What to work on
Transcribe every one of the items below word for word, without changing any character.

[Excerpts from pointing data]
________

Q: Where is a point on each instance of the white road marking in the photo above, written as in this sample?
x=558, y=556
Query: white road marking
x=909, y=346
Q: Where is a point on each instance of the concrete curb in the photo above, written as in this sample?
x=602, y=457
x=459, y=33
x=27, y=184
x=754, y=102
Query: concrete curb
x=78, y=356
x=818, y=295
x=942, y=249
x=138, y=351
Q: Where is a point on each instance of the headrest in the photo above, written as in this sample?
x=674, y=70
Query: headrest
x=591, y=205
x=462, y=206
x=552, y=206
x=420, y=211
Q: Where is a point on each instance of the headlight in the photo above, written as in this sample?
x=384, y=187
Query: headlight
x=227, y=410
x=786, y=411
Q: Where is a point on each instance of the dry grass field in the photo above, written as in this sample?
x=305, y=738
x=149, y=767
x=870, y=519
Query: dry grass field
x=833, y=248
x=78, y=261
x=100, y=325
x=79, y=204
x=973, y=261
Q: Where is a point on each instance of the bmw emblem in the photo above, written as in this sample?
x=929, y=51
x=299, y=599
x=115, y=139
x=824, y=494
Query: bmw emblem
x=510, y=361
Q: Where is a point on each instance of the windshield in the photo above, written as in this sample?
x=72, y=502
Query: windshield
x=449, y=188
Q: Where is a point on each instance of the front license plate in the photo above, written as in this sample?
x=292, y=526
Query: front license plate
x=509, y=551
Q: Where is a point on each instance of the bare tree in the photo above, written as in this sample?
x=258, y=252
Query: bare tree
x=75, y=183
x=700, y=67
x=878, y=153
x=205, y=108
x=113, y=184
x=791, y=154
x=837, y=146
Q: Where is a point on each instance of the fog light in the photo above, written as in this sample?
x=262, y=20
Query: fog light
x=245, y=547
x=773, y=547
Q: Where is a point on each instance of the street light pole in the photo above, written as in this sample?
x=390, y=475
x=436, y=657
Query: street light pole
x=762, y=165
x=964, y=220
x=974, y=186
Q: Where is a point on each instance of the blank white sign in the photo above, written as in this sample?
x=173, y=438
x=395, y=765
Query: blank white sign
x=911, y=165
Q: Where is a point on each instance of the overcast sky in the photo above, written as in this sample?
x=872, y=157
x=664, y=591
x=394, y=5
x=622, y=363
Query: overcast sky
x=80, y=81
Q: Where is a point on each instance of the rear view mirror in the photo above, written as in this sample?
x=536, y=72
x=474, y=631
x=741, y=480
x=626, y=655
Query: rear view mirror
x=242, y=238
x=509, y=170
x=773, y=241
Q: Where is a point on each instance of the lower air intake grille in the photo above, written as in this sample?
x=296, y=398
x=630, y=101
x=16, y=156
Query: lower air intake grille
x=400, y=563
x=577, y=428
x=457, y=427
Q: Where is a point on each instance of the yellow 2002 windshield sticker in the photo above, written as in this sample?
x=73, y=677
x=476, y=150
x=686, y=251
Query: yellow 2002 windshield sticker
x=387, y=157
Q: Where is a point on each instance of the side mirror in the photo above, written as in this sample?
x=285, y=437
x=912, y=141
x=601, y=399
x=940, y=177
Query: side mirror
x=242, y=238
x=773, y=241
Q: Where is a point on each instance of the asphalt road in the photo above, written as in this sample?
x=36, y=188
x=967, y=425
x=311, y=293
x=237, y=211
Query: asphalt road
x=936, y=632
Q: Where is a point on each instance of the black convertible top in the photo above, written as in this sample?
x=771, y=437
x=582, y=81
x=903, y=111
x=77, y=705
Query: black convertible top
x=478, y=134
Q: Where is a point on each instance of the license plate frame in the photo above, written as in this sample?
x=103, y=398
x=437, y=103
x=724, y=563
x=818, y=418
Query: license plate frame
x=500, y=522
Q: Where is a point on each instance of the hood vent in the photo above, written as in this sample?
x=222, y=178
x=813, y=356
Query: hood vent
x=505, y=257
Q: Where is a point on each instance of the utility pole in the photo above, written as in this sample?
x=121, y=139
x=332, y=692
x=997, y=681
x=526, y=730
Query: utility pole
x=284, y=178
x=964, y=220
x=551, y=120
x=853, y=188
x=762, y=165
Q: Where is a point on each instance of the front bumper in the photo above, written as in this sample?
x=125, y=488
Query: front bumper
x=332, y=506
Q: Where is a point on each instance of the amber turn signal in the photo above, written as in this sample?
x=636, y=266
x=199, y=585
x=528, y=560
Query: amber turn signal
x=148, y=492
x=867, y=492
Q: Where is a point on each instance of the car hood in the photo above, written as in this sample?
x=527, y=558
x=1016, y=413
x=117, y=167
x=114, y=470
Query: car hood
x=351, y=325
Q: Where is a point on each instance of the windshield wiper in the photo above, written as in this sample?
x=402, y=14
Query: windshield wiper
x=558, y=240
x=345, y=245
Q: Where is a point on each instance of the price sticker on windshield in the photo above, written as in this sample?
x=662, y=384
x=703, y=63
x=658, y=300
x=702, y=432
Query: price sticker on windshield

________

Exercise solution
Q: Where is a point on each instance of the white road marking in the photo above, written as in this sample?
x=558, y=556
Query: white road marking
x=909, y=346
Q: Where is a point on each instance of the concrete curb in the photo above, written as in this sample?
x=602, y=457
x=459, y=33
x=27, y=184
x=754, y=102
Query: concrete curb
x=78, y=356
x=818, y=295
x=942, y=249
x=138, y=351
Q: Where is a point on each instance of the headrest in the photo above, written as in this sample?
x=674, y=70
Query: headrest
x=591, y=205
x=462, y=206
x=552, y=206
x=420, y=211
Q: Where is a point on each instance of the headlight in the photo above, written as in this sample?
x=384, y=187
Query: headlight
x=227, y=410
x=786, y=411
Q: Where is a point on each instance of the dry grass field in the photo above, written as in this sample?
x=305, y=738
x=149, y=767
x=870, y=519
Query: dry grass field
x=833, y=248
x=78, y=261
x=100, y=325
x=79, y=204
x=973, y=261
Q: Where is a point on each instance of the bmw emblem in the photo above, written as in this sample?
x=929, y=51
x=299, y=599
x=115, y=139
x=824, y=494
Query: bmw emblem
x=510, y=361
Q: Where is a point on each instance of the windshield in the photo above, written as in this sample?
x=72, y=502
Query: windshield
x=449, y=188
Q: Where is a point on each instance of the front license plate in the photo above, written as in this sample?
x=292, y=526
Query: front license plate
x=509, y=551
Q: Where is a point on each instance of the bare tree in the photo above, written as in this sample?
x=258, y=252
Query: bare tree
x=75, y=183
x=700, y=67
x=878, y=153
x=205, y=108
x=113, y=184
x=791, y=154
x=837, y=146
Q: Where is a point on each instance of the fog light in the photo above, written as in this sample?
x=262, y=20
Query: fog light
x=245, y=547
x=773, y=547
Q: Where is a point on each instance of the street light pole in the photo above, written as in this sample?
x=390, y=475
x=436, y=657
Query: street light pole
x=762, y=165
x=964, y=220
x=974, y=186
Q: Where is a point on each instance of the blank white sign in the photo above, written as in this sample?
x=173, y=438
x=395, y=765
Query: blank white sign
x=911, y=165
Q: Where is a point on each instance of the overcast sky in the photo above, written as in this sample?
x=872, y=157
x=664, y=591
x=394, y=5
x=622, y=363
Query: overcast sky
x=80, y=81
Q: Where is a point on each instance of the rear view mirror in the photo above, written as in this sample?
x=536, y=72
x=474, y=631
x=741, y=480
x=626, y=655
Query: rear view mirror
x=242, y=238
x=509, y=170
x=773, y=241
Q: Where is a point on each instance of the lower air intake grille in the photo above, written as in this sample?
x=296, y=398
x=630, y=101
x=16, y=156
Query: lower air intake grille
x=400, y=563
x=577, y=428
x=457, y=427
Q: Where is a point on each instance of the yellow 2002 windshield sticker in the photo above, written as in this sample?
x=73, y=677
x=476, y=150
x=686, y=251
Query: yellow 2002 windshield sticker
x=387, y=157
Q: Where is a point on each instance of the side mirror in the photo above, written as in this sample?
x=285, y=437
x=912, y=141
x=601, y=399
x=940, y=177
Query: side mirror
x=242, y=238
x=773, y=241
Q: Where is a point on each instance of the asphalt road in the photo above, written as in this sample?
x=36, y=188
x=967, y=425
x=311, y=293
x=237, y=211
Query: asphalt road
x=936, y=632
Q: Where is a point on each instance of the black convertible top in the photo above, written as in this sample?
x=771, y=437
x=582, y=81
x=903, y=111
x=77, y=705
Query: black convertible top
x=478, y=134
Q: Where is a point on each instance of the license plate frame in the photo above, written as in this sample?
x=103, y=398
x=437, y=103
x=724, y=563
x=818, y=418
Query: license plate frame
x=500, y=522
Q: Where is a point on each instance of the hood vent in the photo above, written as in this sample?
x=222, y=178
x=813, y=356
Query: hood vent
x=505, y=257
Q: Where is a point on each instance of the utility pole in the photo above, written as in this sample?
x=121, y=139
x=332, y=692
x=997, y=681
x=526, y=730
Query: utility pole
x=284, y=178
x=964, y=220
x=551, y=120
x=853, y=188
x=762, y=165
Q: Where is a point on each instance of the front bumper in the photo above, written as in this sample?
x=125, y=488
Query: front bumper
x=332, y=506
Q: Where is a point on each instance of the amber turn signal in the photo above, written as in this sample?
x=636, y=266
x=199, y=585
x=528, y=560
Query: amber turn signal
x=148, y=492
x=867, y=492
Q: Where is a point on each instance of the car hood in the photo above, written as in this sample?
x=527, y=558
x=1016, y=413
x=117, y=167
x=114, y=470
Query: car hood
x=351, y=325
Q: Where is a point on each instance of the windshield wiper in the photo above, written as in this sample?
x=402, y=14
Query: windshield wiper
x=558, y=240
x=345, y=245
Q: Where is a point on each instance of the price sticker on windshield in the photo above, written as in this sample?
x=662, y=384
x=703, y=63
x=658, y=300
x=702, y=432
Query: price sticker on windshield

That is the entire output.